(Task to complete): Turn the entries below, starting at the beginning and running through the line containing "[[83, 528]]", into a two-column CSV with the headers instruction and points. Give one row per entry with the wording and its answer, put each in a single quoted field with line breaks replaced by spaces, and leave out the pictures.

(Records shown):
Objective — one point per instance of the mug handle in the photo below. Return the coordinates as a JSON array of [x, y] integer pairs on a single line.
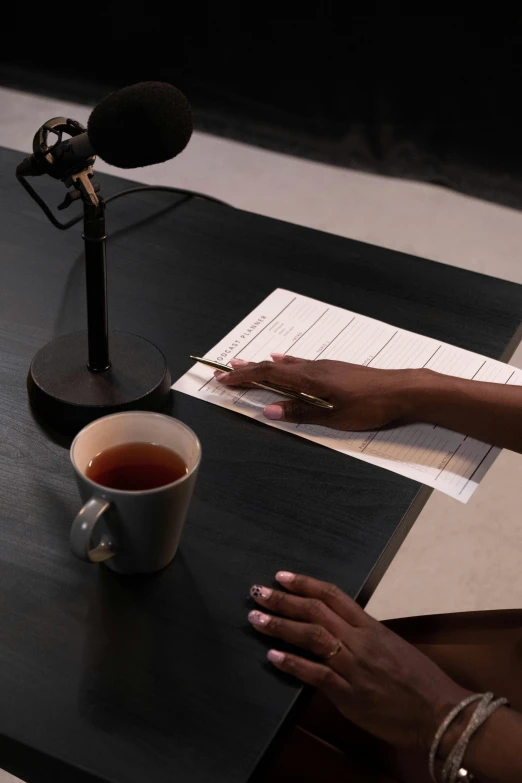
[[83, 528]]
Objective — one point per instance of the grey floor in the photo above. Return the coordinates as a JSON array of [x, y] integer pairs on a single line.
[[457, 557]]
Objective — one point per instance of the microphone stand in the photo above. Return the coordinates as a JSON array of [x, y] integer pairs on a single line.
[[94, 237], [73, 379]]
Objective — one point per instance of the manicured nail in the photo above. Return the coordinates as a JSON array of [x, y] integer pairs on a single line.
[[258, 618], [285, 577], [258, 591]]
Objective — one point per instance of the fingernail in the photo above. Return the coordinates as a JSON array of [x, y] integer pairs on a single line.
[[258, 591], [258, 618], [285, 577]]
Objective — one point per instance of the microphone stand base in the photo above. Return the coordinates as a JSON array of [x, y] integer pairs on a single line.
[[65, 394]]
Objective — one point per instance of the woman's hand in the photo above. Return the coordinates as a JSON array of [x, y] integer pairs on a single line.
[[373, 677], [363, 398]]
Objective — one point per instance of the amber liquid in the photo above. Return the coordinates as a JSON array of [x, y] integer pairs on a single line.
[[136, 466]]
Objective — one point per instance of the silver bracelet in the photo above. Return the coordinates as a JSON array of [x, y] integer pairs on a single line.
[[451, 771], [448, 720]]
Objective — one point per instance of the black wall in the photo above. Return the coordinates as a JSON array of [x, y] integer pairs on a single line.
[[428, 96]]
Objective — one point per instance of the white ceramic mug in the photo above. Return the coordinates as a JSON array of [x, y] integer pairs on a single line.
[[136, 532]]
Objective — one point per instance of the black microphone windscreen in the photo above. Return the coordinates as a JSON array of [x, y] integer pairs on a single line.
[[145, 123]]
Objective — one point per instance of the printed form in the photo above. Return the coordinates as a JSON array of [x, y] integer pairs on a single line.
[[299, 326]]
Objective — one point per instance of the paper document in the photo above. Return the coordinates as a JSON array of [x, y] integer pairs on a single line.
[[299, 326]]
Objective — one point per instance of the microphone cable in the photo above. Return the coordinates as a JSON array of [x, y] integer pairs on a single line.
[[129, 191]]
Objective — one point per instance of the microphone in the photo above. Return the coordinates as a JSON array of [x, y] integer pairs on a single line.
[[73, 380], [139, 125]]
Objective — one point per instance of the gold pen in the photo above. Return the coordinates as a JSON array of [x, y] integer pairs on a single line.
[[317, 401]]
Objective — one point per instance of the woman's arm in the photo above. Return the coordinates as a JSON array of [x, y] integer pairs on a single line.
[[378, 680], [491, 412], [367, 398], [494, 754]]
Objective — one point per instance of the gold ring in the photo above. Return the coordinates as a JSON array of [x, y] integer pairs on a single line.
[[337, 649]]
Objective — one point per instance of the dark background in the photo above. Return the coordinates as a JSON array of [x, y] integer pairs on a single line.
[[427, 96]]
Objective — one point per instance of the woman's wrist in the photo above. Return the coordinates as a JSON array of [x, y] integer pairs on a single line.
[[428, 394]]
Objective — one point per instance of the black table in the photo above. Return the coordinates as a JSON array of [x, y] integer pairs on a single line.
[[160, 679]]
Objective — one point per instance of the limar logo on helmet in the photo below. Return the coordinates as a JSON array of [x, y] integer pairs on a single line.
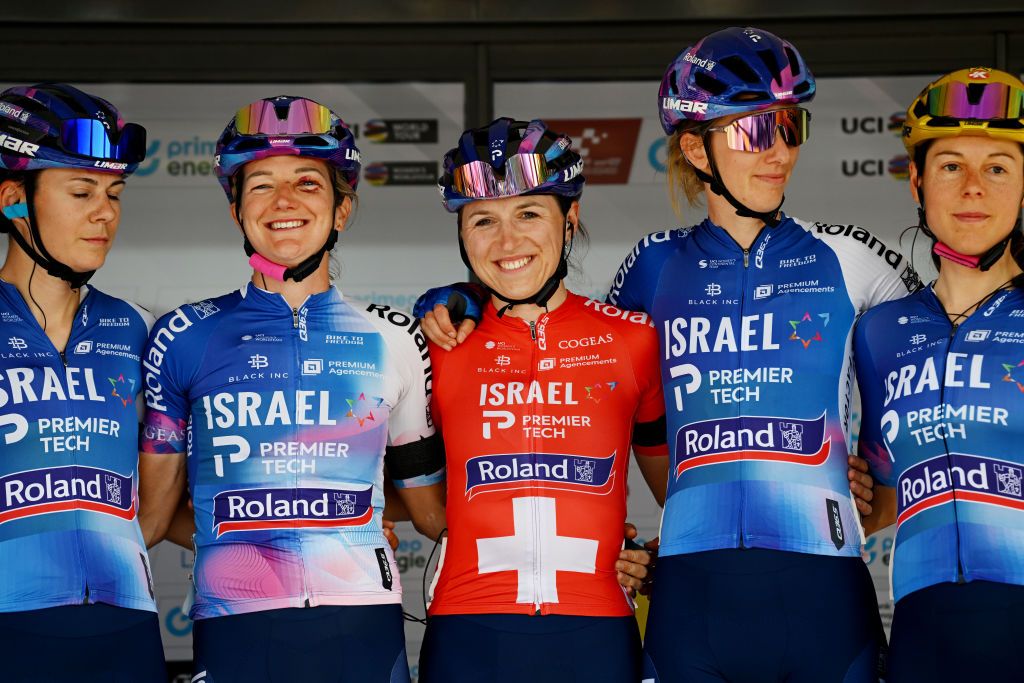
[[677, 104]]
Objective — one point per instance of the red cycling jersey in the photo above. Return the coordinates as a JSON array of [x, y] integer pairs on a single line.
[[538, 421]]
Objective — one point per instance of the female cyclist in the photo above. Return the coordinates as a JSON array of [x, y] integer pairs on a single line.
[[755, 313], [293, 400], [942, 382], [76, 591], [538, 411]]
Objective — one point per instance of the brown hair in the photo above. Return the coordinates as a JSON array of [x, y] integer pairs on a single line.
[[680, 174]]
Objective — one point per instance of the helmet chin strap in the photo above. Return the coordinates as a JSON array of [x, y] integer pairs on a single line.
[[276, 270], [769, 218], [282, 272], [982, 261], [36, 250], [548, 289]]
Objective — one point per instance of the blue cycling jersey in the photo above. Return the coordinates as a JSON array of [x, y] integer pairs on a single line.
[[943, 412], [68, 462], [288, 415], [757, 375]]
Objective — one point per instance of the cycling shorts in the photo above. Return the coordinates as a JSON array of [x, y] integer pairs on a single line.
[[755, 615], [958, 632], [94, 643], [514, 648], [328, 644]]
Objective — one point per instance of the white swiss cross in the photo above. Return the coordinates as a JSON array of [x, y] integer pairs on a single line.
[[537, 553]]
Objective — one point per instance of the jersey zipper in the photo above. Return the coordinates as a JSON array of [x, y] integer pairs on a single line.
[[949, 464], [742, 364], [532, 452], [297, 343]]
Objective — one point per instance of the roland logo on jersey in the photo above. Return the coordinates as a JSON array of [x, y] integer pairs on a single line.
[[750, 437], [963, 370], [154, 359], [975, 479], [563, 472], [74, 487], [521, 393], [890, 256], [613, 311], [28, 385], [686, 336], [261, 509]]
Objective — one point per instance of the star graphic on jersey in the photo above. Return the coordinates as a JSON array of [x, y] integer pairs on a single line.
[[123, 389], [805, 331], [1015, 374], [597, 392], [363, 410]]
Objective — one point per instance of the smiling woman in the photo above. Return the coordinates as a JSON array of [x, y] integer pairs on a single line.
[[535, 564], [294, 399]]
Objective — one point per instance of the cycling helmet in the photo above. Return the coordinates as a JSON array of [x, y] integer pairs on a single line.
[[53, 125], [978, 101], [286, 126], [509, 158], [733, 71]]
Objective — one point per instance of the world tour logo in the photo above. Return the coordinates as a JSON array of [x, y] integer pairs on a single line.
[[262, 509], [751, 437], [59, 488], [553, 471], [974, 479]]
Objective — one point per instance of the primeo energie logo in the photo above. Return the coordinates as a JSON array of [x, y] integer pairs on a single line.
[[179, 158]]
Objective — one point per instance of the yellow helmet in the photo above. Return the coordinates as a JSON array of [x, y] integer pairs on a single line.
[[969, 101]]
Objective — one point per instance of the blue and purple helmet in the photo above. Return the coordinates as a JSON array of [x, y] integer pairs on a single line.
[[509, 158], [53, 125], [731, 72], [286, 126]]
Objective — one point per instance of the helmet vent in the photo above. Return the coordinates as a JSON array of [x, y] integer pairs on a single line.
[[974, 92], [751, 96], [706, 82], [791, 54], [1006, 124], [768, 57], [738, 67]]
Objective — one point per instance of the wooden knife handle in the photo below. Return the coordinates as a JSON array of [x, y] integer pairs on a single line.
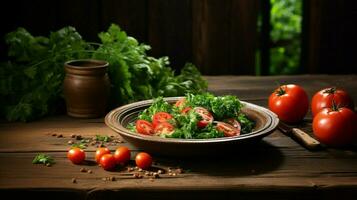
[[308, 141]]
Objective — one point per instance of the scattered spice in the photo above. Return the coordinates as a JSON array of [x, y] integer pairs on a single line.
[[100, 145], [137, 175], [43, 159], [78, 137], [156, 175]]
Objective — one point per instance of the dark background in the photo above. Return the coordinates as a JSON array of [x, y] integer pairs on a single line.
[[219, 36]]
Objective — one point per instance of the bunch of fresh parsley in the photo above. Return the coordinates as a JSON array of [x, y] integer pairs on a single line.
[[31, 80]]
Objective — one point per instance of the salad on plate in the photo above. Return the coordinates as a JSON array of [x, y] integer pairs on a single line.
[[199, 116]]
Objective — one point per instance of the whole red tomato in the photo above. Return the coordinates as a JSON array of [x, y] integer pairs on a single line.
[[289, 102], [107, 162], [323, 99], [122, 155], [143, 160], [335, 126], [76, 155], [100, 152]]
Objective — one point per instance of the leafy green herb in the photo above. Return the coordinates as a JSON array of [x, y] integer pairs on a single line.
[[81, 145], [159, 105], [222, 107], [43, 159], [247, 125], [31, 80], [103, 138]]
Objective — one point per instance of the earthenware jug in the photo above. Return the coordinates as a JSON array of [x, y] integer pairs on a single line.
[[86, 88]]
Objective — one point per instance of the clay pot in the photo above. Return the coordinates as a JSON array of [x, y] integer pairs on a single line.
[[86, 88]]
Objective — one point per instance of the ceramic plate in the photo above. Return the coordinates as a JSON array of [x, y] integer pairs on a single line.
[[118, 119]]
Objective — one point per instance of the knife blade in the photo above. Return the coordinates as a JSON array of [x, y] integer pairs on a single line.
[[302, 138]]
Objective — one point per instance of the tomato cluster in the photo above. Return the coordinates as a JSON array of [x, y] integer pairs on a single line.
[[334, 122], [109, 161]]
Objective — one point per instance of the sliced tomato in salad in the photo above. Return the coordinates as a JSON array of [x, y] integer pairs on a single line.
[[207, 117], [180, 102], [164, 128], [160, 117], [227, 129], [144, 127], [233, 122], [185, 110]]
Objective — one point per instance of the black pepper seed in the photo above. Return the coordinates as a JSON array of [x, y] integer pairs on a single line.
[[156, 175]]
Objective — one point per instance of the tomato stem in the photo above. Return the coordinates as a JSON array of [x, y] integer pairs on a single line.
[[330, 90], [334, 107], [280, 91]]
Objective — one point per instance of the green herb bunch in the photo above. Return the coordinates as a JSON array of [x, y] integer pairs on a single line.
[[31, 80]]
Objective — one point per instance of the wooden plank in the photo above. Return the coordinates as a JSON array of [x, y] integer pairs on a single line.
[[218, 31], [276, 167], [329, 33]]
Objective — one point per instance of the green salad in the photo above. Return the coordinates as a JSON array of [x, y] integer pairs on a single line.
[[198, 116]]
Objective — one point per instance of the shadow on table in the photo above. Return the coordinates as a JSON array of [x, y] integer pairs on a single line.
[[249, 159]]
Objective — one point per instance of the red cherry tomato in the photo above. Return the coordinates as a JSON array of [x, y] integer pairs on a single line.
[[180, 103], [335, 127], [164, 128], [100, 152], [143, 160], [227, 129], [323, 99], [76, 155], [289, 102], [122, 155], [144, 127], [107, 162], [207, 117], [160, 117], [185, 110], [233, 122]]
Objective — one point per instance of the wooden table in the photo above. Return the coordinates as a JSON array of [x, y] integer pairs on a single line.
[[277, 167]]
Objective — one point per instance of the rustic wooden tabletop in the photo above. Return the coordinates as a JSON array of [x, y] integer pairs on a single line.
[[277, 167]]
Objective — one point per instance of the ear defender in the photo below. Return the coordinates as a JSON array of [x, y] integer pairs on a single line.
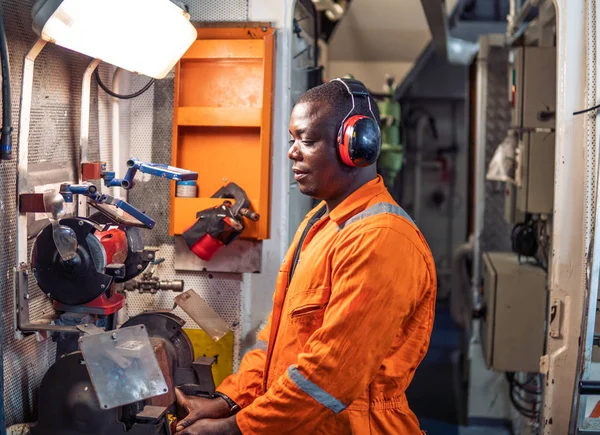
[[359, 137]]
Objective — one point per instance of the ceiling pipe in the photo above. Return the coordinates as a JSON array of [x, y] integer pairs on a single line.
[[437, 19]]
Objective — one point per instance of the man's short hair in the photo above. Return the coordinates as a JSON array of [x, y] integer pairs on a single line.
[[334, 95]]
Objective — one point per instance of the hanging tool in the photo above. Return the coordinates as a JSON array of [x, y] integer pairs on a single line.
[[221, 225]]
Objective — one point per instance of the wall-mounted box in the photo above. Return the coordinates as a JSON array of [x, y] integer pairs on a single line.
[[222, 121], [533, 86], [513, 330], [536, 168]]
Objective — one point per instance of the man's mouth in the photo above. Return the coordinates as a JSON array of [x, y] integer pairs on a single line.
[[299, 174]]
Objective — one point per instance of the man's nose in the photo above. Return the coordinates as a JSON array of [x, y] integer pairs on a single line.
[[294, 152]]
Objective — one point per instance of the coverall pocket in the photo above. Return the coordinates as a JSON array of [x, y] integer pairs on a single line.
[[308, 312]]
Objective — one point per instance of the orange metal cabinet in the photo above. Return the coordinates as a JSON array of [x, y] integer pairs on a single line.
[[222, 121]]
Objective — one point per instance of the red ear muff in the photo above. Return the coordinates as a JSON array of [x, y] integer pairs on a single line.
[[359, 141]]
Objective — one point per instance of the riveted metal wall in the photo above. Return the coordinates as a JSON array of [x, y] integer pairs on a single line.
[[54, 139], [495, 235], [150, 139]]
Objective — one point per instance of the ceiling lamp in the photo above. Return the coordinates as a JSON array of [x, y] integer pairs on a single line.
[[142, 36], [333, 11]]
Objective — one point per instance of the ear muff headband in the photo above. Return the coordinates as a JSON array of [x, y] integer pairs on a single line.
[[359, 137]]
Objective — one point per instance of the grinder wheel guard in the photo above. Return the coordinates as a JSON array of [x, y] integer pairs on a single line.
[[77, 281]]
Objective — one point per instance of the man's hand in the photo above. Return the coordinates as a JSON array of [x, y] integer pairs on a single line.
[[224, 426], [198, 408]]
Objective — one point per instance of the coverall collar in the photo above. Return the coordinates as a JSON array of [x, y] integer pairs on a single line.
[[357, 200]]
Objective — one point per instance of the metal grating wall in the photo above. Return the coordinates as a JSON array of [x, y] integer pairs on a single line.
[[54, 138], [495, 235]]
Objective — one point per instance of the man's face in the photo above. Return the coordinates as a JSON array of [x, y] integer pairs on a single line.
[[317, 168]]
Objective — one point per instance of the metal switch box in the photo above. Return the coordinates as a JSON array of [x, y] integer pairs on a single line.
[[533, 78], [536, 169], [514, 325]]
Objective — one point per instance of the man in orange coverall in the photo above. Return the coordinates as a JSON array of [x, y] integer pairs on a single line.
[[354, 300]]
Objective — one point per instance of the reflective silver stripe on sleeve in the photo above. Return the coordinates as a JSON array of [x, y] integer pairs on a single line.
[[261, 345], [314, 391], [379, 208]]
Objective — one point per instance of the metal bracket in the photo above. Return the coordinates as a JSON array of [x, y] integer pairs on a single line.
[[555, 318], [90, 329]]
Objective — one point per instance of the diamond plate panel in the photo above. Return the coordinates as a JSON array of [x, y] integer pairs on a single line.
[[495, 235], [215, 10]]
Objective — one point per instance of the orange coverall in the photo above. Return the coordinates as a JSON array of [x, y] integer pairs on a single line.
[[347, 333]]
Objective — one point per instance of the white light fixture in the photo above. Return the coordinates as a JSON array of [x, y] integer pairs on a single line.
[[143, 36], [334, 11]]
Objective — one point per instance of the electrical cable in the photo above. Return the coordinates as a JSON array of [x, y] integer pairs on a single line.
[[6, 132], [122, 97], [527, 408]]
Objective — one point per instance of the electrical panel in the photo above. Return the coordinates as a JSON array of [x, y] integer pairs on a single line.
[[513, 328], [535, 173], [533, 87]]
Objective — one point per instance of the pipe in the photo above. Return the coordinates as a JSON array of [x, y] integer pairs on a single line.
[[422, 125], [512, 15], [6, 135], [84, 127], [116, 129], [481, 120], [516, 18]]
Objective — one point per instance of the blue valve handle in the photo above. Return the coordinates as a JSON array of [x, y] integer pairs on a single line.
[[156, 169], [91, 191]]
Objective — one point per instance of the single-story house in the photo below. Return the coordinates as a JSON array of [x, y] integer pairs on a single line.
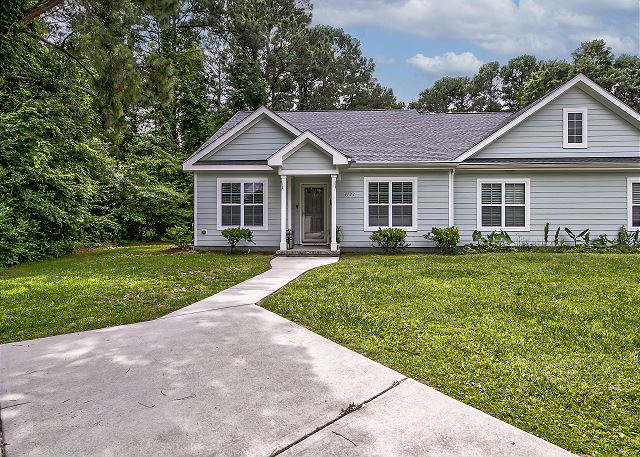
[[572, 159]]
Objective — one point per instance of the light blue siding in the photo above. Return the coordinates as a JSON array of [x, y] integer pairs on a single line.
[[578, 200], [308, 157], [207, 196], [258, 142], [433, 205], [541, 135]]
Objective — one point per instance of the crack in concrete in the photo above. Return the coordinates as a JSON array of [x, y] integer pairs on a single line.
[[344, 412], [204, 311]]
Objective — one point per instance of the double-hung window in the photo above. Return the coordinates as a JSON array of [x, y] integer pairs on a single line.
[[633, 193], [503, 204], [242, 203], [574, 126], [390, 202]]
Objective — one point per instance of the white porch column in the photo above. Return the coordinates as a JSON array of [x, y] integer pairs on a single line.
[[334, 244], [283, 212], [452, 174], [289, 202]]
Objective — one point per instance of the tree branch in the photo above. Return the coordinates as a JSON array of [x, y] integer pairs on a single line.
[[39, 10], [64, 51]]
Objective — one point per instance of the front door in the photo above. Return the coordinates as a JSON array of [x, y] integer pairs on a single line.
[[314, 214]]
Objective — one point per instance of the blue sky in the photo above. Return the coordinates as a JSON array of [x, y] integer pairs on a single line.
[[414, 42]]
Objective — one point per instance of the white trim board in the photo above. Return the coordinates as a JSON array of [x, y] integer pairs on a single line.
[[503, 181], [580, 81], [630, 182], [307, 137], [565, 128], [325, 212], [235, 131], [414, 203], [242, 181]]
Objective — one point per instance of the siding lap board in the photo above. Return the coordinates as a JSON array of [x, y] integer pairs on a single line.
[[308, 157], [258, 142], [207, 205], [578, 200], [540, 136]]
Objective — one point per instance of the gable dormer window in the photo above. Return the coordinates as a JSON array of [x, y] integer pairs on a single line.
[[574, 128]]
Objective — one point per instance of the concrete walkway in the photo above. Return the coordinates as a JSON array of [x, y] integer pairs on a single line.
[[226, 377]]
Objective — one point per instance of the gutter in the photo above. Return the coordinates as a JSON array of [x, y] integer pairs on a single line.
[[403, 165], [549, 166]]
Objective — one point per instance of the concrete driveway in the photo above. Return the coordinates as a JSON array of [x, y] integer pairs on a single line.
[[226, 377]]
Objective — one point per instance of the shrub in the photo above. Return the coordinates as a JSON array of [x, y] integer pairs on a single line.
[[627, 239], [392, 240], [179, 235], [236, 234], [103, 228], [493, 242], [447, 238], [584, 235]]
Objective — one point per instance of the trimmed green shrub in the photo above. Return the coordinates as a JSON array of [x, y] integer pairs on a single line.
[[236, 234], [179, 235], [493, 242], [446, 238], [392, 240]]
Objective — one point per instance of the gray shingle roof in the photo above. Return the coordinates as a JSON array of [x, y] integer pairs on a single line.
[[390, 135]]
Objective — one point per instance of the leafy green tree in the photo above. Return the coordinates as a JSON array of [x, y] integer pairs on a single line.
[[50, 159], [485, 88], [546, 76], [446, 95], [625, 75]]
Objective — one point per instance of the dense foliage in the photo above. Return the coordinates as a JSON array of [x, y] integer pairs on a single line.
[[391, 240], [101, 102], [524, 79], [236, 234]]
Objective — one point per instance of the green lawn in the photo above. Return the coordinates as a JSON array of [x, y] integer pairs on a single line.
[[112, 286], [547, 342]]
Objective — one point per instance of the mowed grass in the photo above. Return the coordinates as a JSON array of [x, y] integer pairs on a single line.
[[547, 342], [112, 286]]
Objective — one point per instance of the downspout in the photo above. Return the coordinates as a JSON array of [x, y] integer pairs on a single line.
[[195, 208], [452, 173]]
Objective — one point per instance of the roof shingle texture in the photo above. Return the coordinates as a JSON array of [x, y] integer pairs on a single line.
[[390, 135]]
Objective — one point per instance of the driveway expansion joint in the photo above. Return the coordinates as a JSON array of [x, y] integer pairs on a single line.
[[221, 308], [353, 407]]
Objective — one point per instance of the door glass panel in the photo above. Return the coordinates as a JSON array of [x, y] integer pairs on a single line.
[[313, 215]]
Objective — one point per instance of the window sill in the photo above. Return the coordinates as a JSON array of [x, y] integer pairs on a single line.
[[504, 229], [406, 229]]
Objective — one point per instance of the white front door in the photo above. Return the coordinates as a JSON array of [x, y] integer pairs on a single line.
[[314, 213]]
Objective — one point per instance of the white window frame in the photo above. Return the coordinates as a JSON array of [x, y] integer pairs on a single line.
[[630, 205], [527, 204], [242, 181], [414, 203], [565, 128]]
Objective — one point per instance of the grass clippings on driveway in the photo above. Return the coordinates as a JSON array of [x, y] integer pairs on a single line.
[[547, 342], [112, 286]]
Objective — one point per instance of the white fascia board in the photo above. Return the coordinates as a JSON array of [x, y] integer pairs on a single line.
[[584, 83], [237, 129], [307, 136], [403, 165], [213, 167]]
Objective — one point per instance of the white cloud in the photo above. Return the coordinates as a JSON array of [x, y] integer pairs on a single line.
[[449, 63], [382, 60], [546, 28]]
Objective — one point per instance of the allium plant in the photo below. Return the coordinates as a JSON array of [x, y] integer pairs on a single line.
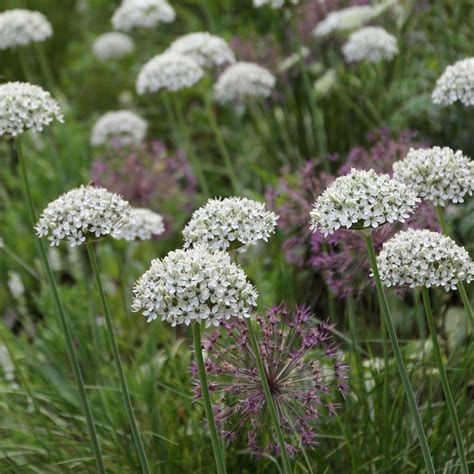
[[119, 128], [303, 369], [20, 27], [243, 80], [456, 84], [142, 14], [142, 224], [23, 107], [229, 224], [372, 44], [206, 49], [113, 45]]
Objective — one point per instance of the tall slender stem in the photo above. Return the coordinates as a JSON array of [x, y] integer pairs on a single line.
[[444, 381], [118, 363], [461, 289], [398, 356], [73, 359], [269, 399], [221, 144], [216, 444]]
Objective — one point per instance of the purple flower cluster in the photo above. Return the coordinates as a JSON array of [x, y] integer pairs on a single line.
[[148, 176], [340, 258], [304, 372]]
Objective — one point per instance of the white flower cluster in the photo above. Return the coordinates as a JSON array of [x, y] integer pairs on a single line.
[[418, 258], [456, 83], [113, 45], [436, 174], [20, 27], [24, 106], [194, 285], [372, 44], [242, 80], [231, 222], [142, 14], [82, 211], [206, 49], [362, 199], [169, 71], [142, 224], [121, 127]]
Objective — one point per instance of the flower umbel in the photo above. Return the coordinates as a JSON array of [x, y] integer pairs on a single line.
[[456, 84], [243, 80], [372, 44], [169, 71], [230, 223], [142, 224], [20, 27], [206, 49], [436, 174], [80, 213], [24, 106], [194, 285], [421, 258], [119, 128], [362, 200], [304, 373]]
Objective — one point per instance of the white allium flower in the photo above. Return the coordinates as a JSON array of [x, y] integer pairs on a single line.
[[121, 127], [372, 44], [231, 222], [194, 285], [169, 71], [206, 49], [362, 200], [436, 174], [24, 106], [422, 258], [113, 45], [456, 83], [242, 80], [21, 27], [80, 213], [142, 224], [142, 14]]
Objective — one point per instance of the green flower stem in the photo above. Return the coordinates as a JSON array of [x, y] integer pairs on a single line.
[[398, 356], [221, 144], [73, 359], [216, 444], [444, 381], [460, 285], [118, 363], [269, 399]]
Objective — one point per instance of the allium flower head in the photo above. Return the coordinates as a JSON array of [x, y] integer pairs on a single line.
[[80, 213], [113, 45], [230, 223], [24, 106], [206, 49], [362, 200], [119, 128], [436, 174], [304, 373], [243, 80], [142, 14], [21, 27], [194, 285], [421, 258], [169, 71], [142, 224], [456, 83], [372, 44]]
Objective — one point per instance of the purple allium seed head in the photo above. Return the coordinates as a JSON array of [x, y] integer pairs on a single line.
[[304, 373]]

(Reply to the task):
instruction,points
"Objective — one point per instance of the mug handle in the photo below. Return the coordinates as a JSON array of [x, y] integer pairs on a single line.","[[83, 528]]"